TASK TO CARRY OUT:
Below are some records. Return exactly the lines from the one containing "the stone wall" through the one containing "Target: brown cowboy boot", both included, and only those.

Data excerpts:

--------------------------------------------------

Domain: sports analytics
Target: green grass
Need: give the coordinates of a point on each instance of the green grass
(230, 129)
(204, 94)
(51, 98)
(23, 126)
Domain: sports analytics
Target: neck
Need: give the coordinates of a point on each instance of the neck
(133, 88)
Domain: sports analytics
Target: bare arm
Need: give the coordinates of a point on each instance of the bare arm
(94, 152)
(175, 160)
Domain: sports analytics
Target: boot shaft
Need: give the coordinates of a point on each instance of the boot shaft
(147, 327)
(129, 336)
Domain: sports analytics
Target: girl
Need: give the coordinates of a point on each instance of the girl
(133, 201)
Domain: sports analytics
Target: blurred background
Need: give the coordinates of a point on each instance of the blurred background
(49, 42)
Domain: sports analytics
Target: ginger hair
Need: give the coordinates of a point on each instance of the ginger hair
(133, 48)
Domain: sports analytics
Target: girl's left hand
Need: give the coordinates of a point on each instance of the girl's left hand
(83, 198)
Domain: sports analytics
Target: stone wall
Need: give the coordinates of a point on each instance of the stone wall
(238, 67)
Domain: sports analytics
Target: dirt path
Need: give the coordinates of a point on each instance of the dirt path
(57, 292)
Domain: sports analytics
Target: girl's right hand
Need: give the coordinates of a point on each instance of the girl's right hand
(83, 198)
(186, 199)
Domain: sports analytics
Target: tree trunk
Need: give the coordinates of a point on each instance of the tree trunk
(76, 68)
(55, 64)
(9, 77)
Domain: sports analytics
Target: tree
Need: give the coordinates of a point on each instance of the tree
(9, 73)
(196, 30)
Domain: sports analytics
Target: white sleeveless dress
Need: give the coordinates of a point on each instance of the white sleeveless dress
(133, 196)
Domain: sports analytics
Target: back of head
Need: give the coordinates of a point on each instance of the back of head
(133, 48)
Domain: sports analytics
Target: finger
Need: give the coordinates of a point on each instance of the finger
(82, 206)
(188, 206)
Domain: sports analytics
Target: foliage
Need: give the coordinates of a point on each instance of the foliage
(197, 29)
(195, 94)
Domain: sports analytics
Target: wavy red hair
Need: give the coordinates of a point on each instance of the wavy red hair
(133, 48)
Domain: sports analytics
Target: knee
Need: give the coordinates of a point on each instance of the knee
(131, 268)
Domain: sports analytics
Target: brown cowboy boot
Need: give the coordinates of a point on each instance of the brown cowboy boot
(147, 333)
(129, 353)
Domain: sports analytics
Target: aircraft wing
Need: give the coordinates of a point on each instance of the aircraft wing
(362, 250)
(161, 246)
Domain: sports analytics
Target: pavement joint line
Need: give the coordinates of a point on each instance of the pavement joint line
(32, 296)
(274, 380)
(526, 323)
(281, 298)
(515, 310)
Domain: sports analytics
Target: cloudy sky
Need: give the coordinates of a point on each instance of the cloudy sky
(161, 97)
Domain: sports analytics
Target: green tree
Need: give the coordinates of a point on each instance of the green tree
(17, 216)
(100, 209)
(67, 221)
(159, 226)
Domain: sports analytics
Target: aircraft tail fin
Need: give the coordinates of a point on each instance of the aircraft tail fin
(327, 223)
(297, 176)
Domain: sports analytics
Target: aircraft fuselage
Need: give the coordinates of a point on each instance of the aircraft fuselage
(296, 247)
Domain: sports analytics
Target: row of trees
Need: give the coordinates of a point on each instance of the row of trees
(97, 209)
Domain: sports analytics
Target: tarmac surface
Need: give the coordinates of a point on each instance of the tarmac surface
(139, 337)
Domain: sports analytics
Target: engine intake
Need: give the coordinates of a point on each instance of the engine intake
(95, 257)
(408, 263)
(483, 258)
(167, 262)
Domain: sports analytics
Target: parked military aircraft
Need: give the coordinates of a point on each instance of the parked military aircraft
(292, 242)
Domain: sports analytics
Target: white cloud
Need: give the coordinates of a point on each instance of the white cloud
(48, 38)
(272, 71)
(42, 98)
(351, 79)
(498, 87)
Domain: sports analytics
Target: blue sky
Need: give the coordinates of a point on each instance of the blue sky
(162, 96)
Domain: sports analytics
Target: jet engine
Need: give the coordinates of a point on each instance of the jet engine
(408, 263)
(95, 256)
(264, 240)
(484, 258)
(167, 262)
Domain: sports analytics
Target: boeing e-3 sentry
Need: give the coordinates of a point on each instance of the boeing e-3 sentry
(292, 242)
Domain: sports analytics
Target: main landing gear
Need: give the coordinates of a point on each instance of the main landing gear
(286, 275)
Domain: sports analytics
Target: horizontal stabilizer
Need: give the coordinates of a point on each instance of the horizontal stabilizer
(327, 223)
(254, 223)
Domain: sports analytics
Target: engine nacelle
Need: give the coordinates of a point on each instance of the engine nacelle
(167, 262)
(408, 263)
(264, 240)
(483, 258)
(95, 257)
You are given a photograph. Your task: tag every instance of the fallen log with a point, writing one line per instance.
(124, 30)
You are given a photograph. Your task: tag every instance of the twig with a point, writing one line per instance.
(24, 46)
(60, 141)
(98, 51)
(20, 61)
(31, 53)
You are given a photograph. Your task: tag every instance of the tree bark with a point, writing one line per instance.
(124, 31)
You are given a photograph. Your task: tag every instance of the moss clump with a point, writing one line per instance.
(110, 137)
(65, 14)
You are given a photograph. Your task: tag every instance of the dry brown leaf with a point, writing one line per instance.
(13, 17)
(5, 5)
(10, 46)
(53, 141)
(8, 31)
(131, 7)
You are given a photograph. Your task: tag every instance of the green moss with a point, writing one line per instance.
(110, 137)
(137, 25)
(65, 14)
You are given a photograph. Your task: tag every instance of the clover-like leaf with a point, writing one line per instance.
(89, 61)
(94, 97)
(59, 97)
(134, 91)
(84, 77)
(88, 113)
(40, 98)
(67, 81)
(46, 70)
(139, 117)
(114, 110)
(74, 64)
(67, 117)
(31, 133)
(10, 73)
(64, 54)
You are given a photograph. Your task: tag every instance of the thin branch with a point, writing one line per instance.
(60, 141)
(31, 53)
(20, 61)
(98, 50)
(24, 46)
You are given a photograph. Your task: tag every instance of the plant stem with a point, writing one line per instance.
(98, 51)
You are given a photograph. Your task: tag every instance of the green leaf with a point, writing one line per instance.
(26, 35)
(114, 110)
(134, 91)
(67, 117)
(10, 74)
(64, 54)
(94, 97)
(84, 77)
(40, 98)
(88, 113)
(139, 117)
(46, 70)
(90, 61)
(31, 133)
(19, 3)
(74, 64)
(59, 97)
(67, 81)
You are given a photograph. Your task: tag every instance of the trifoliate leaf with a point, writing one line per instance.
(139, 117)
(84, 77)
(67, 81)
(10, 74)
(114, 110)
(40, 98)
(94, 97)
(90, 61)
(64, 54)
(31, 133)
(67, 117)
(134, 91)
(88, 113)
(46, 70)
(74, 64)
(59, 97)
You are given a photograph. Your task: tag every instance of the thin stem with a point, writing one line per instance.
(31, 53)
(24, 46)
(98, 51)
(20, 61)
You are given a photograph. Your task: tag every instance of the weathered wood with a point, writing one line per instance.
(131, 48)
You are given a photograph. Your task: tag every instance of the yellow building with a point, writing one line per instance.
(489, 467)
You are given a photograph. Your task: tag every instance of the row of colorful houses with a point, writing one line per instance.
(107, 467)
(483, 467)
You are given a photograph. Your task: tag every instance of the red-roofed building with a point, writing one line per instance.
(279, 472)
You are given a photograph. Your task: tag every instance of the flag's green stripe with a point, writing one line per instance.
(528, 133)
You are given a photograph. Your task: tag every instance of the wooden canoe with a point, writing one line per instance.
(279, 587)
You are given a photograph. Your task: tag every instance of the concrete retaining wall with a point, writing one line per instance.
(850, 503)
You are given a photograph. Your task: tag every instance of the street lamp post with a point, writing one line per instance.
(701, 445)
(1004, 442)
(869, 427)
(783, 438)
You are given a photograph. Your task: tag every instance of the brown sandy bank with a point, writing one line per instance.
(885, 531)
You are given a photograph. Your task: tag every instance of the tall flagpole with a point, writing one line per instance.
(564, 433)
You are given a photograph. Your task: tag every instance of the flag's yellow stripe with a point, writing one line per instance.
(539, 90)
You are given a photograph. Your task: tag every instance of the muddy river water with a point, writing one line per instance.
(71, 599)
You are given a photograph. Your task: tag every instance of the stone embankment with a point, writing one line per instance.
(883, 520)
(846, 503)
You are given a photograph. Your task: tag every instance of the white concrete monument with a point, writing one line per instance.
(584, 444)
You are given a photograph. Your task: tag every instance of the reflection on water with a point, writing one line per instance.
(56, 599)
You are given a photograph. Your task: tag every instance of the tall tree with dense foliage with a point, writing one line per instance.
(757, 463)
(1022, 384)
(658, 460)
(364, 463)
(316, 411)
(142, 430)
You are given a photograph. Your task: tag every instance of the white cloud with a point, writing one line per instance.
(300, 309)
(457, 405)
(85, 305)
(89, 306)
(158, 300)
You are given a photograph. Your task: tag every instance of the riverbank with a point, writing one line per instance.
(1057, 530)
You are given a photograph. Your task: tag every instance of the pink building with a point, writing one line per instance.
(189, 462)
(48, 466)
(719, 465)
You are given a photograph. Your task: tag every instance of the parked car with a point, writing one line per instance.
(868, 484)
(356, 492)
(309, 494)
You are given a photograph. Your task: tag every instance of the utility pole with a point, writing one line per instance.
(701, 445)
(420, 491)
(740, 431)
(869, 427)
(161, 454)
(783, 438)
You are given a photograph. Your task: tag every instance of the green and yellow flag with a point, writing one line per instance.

--------------------------------------------------

WRITTEN ANSWER:
Need: give the coordinates of a point on each instance of the stone wall
(238, 67)
Domain: sports analytics
Target: dirt path
Need: give the coordinates of a point on each instance of the dirt path
(57, 292)
Domain: sports analytics
Target: girl's right hand
Need: give the coordinates of a point on each instance of the girl's right hand
(83, 198)
(186, 199)
Domain: sports analytics
Target: tree trunk
Need: give the coordinates of a point on each instance of the tree trunk
(76, 68)
(55, 64)
(9, 77)
Domain: sports analytics
Target: tree
Need: give the coordinates of a point on each instance of the tree
(9, 73)
(196, 30)
Domain: sports analytics
Target: white sleeveless dress
Need: give the coordinates of a point on each instance of the white sleeveless dress
(133, 196)
Domain: sports analytics
Target: back of head
Need: give the coordinates of a point on each instance of the back of head
(133, 48)
Domain: sports analytics
Target: finger
Need: give the coordinates of a point on each instance of the finger
(82, 206)
(188, 206)
Domain: sports analytics
Target: foliage
Need: give the coordinates of a point on each instance of the foliage
(197, 29)
(195, 94)
Domain: sports analytics
Target: wavy red hair
Need: give the coordinates of a point on each instance of the wavy red hair
(133, 48)
Domain: sports analytics
Target: knee
Need: give the coordinates of a point on each instance of the knee
(131, 268)
Domain: sports analytics
Target: brown cowboy boot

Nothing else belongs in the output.